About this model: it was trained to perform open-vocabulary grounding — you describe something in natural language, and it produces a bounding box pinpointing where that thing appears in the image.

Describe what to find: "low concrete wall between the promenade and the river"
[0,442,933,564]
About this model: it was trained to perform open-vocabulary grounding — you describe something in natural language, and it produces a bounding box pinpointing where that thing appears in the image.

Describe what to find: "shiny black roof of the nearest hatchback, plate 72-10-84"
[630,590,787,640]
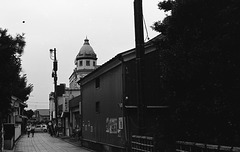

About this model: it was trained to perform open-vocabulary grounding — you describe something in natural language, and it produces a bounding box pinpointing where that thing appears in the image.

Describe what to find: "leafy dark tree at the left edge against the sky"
[0,28,33,119]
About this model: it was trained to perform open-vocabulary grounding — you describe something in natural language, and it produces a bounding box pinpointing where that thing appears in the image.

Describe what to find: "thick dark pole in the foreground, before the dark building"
[134,0,145,135]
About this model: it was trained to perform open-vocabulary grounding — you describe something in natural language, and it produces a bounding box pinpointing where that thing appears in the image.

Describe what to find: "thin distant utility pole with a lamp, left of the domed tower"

## Exercise objective:
Set the entries down again exactly. Do not include the images.

## Task result:
About this model: it was trained to perform open-vocabulary grounding — you describe something in natural language, and it produces a bounding box pinpointing where that thing appears in the image.

Describe what to find: "low concrete wall between the promenade and the river"
[0,442,933,564]
About this model: it was trained to perform open-vocabulary grounding — you describe something in natural language, and it produces a bounding box pinpointing where that thing appears in the image.

Describe what to find: "shiny black roof of the nearest hatchback, plate 72-10-84"
[630,590,787,640]

About this model: it was trained to perform open-vocabulary grounding — you describe something in natural language, and it produces a bounding box pinpointing where that thing appears in the image.

Describe what to find: "leafy dark tree at the left edge against the sky"
[0,28,33,119]
About this model: it was trained to perform open-vocabulary grounding — you describe something in natural language, and it produces a bounding box pinpointing where that thing appears in the image.

Describe what to find: "thick dark pole in the foreground, before the dark building"
[134,0,145,135]
About this model: it was trained to perform open-vocabulary grounding — you describe something in natural language, and it produces a bounding box pinpointing where that thing appears in the image.

Describe what to find: "thin distant utility pole with a lamp, left of the domed tower"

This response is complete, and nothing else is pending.